[SELECTED TEXT]
* Start *

I don't know how Butterfly Theorem should be applied here but there is an algebraic solution to this problem (here is another solution to another problem with the same approach). WLOG, let's place your figure on the Cartesian coordinate system such that:
$$A=(-1,0),\\ B=(1,0), \\ C=(0,a), \\ E=(b,0), \\ D=(0,0).$$
First, we need to calculate the coordinates of $O$, which is the intersection of the lines $x=\frac{-1+b}{2}$ (perpendicular bisector of $AE$) and $y=\frac{-1}{a}x+\frac{a}{2}-\frac{1}{2a}$ (perpendicular bisector of $AC$). So, we have:
$$O=(\frac{-1+b}{2}, \frac{a^2-b}{2a}).$$

Now, assume the perpendicular to $OD$ at $D$ and the perpendicular to $BC$ from $E$ intersect each other at $M$.
It is very easy to see that the equation of $DM$ is:
$$y=\frac{a-ab}{a^2-b}x,$$
and the equation of $EM$ is:
$$y=\frac{1}{a}x-\frac{b}{a}.$$
Thus,
$$M=(\frac{a^2-b}{a^2-1}, \frac{a-ab}{a^2-1}).$$
To prove the claim, we only need to show that the slope of the line passing through $M$ and $B$ is equal to the slope of the line $AC$, which is $a$.
To do so,
$$\frac{\frac{a-ab}{a^2-1}-0}{\frac{a^2-b}{a^2-1}-1}= \frac{a-ab}{a^2-b-a^2+1}=a.$$
We are done.

* End *

[INFORMATION SHOWN]
* Start *

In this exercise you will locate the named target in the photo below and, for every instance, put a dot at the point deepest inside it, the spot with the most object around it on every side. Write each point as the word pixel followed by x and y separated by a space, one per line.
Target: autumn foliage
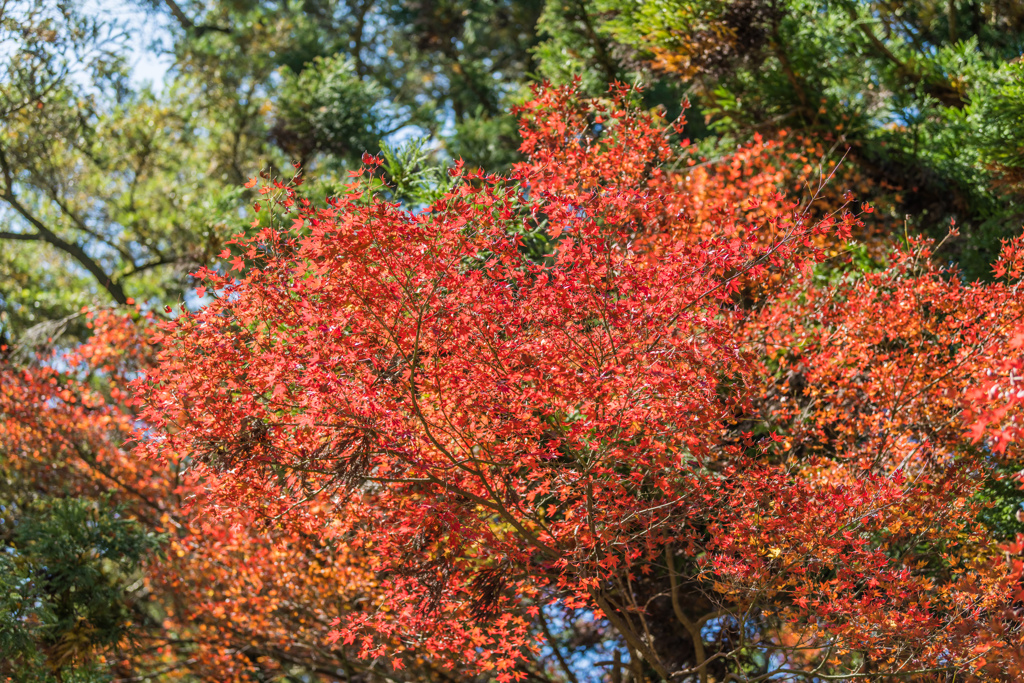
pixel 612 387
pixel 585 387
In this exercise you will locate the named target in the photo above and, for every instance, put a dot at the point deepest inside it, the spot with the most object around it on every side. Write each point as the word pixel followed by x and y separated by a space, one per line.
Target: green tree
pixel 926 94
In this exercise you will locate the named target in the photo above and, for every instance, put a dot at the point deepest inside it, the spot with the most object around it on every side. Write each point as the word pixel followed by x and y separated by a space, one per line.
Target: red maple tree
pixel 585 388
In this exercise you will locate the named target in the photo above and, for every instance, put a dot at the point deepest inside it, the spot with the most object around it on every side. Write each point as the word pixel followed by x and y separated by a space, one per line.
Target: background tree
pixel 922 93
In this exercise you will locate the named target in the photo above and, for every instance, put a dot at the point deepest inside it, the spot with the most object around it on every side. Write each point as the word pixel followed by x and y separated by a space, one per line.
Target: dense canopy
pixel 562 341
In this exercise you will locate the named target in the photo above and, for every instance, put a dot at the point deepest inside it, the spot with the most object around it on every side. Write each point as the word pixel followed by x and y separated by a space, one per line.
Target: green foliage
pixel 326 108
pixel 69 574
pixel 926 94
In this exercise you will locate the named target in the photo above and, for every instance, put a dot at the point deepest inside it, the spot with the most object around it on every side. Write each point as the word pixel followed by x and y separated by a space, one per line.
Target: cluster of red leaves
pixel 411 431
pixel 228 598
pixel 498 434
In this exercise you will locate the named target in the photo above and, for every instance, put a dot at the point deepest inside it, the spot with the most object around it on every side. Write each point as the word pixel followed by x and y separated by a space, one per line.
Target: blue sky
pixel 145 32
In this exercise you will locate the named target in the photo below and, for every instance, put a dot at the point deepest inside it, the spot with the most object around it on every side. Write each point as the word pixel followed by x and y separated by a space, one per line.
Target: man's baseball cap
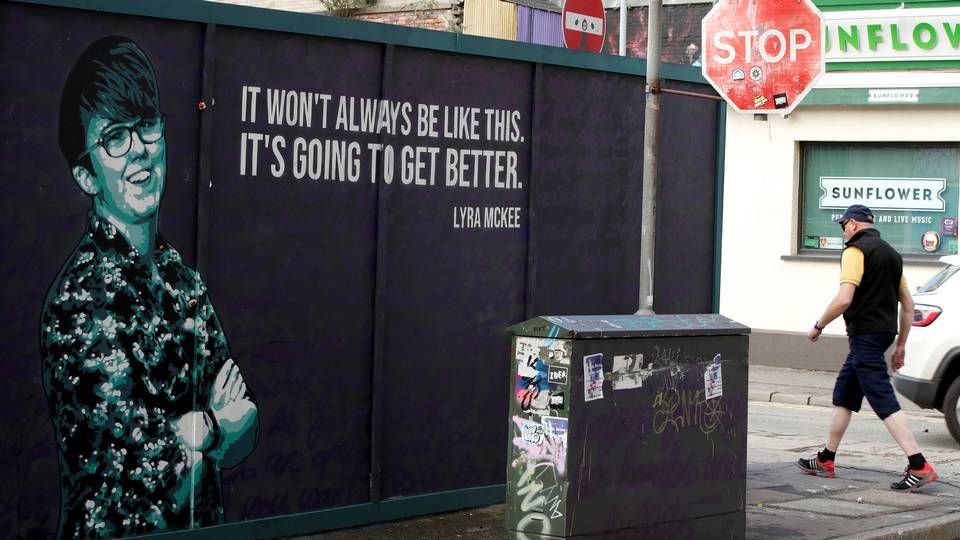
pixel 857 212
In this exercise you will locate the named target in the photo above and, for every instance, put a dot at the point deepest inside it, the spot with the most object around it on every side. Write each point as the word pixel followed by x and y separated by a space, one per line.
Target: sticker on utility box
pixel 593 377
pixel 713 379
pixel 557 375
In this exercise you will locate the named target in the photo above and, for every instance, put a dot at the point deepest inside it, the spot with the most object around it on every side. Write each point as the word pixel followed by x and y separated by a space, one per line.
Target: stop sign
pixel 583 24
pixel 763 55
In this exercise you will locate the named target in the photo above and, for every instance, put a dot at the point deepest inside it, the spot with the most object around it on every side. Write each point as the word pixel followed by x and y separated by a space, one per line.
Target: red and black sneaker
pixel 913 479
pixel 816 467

* End *

[REQUEST]
Reproduce the coordinate proof above verbatim, everything from "It is very easy" down to "We are done.".

[RIGHT ANSWER]
It is very easy to see that the equation of $DM$ is:
$$y=\frac{a-ab}{a^2-b}x,$$
and the equation of $EM$ is:
$$y=\frac{1}{a}x-\frac{b}{a}.$$
Thus,
$$M=(\frac{a^2-b}{a^2-1}, \frac{a-ab}{a^2-1}).$$
To prove the claim, we only need to show that the slope of the line passing through $M$ and $B$ is equal to the slope of the line $AC$, which is $a$.
To do so,
$$\frac{\frac{a-ab}{a^2-1}-0}{\frac{a^2-b}{a^2-1}-1}= \frac{a-ab}{a^2-b-a^2+1}=a.$$
We are done.